WORK INSTRUCTION 1
Please answer these questions from the IPPR awards announcement, giving each answer on its own line marked (a), (b), (c):
(a) What award did the Lhasa People's Hospital Landscape Renovation Project receive?
(b) In which category did the Chengdu Aerotropolis Asia Heart Hospital win its Gold Winner honor?
(c) How many spatial strategies does the Chengdu hospital design adopt?
WORK INSTRUCTION 2
Retype the passage of the IPPR awards announcement between "Spatial Stitching —" and "of limited site.", inclusive.
WORK INSTRUCTION 3
Continue the IPPR awards announcement from the point where it stops.

** Opening SELECTED TEXT block **

Recently, IPPR's hospital building and urban renewal design initiatives secured two international accolades:
Chengdu Aerotropolis Asia Heart Hospital Project — Gold Winner, 2025 MUSE Design Awards
Lhasa People's Hospital Landscape Renovation Project — Silver Award, International Award for Sustainable Urban Regeneration (IASUR)
These honors fully demonstrate IPPR's deep expertise and innovative strength in healthcare architecture and sustainable urban regeneration, further enhancing the brand's global influence.
Gold Winner, 2025 MUSE Design Awards

The Chengdu Aerotropolis Asia Heart Hospital, independently designed by IPPR, received the Gold Winner in the Clinics / Hospitals architecture category. This marks IPPR Healthcare's first recognition of this international award, highlighting the firm's design capabilities in medical architecture and its outstanding competitiveness on the global stage.

As a model of urban regeneration based on an existing city fabric, the Chengdu Aerotropolis Asia Heart Hospital provides the Shuangliu District with a brand new medical and social facility despite spatial, parking, and height constraints. The design emphasizes flexible, ecological, and efficient site utilization, revitalizing the urban fabric through a contemporary facade design?while preserving the historical character of Shuangliu's old town. Healthcare architecture in old cities should serve as a "spatial adhesive", integrating functional requirements with cultural memory.

The design adopts five spatial strategies and leverages integrated architectural design to establish a replicable reference model for hospital renovation and expansion in old urban districts.
Spatial Stitching — Applying a compact vertical stacking concept, the design elegantly resolves the challenges of high-density medical spaces. The square-in-a-square topology allows nursing units to closely encircle a central atrium, maximizing the use of limited site.
Traffic Alleviation — A hierarchical and efficient traffic network systematically addresses congestion around the hospital. Unidirectional micro-loops, dual-level drop-off areas, and an intelligent underground garage effectively manage vehicle flow, while refined block micro-circulation designs weave the city's slow-mobility network, creating an orderly integration of traffic and ecology.

** Closing SELECTED TEXT block **
** Opening DATA PROVIDED block **

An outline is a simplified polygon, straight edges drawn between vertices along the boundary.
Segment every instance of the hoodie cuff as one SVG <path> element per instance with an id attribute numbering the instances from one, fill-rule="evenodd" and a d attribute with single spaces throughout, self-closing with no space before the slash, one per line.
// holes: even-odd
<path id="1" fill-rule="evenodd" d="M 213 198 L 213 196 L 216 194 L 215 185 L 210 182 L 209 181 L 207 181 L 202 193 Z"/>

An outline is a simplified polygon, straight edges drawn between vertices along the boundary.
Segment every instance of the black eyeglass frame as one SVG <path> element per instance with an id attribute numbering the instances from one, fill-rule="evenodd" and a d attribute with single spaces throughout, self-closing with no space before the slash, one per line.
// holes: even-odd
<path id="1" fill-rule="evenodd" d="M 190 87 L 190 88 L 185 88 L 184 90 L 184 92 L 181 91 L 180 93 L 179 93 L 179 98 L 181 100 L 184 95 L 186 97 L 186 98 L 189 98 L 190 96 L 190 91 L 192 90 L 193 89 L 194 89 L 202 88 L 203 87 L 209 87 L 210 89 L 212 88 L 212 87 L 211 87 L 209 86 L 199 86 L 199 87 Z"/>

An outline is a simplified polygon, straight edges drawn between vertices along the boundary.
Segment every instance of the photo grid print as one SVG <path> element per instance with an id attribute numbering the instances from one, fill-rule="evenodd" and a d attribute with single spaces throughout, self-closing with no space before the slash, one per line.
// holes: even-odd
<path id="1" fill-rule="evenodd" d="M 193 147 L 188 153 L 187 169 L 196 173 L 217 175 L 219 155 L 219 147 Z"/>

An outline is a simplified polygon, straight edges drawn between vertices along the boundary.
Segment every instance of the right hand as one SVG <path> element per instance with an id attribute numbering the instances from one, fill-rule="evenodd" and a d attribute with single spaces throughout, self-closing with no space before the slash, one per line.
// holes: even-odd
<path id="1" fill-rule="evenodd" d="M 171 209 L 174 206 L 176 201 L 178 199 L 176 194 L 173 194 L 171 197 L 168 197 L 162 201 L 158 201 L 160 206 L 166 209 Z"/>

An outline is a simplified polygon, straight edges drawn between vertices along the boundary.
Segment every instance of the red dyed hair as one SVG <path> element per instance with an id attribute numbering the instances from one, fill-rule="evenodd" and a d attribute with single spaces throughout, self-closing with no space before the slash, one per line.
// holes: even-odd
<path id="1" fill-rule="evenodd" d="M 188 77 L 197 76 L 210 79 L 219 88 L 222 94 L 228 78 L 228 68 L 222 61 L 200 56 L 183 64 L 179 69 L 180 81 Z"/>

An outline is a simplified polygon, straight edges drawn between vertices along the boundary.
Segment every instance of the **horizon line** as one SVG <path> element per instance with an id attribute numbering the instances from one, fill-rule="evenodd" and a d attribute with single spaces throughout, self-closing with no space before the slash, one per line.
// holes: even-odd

** Closing DATA PROVIDED block **

RESPONSE 1
(a) The Silver Award of the International Award for Sustainable Urban Regeneration (IASUR).
(b) The Clinics / Hospitals architecture category.
(c) Five.

RESPONSE 2
Spatial Stitching — Applying a compact vertical stacking concept, the design elegantly resolves the challenges of high-density medical spaces. The square-in-a-square topology allows nursing units to closely encircle a central atrium, maximizing the use of limited site.

RESPONSE 3
Interface Penetration — Transforming passive spaces into active urban fabric, the design emphasizes "openness, simplicity, and permeability" as its core principles. It refines the micro-space layout and redefines the logic of facade permeability, synergizing precision-perforated aluminum panels and dynamic U-glass curtain walls to reduce the visual mass of the building. Through an architectural language that balances solid and void, it highlights a nuanced contrast between its materiality and volume.
Healing Living Room — A north-south axis connects street squares with tranquil gardens, softening boundaries and diminishing the visual presence of walls, thus transforming the area into a vibrant community hub. The aerial living room is filled with sunlight and greenery, embodying the concept of a non-medicalized urban lounge, enhancing the patient experience within a compact but refined medical environment.
Symbiotic Integration — Historical urban fabric and contemporary architecture are skillfully interwoven, creating a harmonious dialogue. Precisely prefabricated modular facades empower rapid construction, while embedded functional units and carefully crafted windows integrate seamlessly, forging a sustainable paradigm for organic hospital renewal in old urban areas.
International Award for Sustainable Urban Regeneration, IASUR

The "Lhasa People's Hospital 'Advanced Tier-III' Comprehensive Landscape Renovation Project", designed by IPPR, received the Silver Award, International Award for Sustainable Urban Regeneration (IASUR). Grounded in the high-altitude environment and the unique cultural characteristics of Lhasa, the project leverages IPPR's expertise in healthcare design. With the goals of "distinctive character, regional benchmark, and public well-being", it delivers a heartwarming, unique, and widely appreciated urban renewal project to the local community.
In its design, the project respects local culture and fully considers the hospital's existing conditions. Through optimized site planning, it creates a shared green leisure and therapeutic plaza. The enhanced landscape environment not only offers medical staff a green space to relieve stress and connect with nature, but also provides patients with a healing garden that supports natural recovery and soothes the mind. The landscape elements incorporate Lhasa's iconic "Gesang flowers", forming a distinctive cultural and spiritual space.

The successful completion of the project elevates the overall environmental quality of Lhasa People's Hospital to a new level. Its regionally inspired architectural facades and naturally therapeutic landscape spaces will establish a reference and replicable model for healthcare landscape construction in high-altitude regions. This marks Lhasa's first hospital renovation project that features a "dual-character" approach, combining both therapeutic landscape qualities and cultural landscape elements.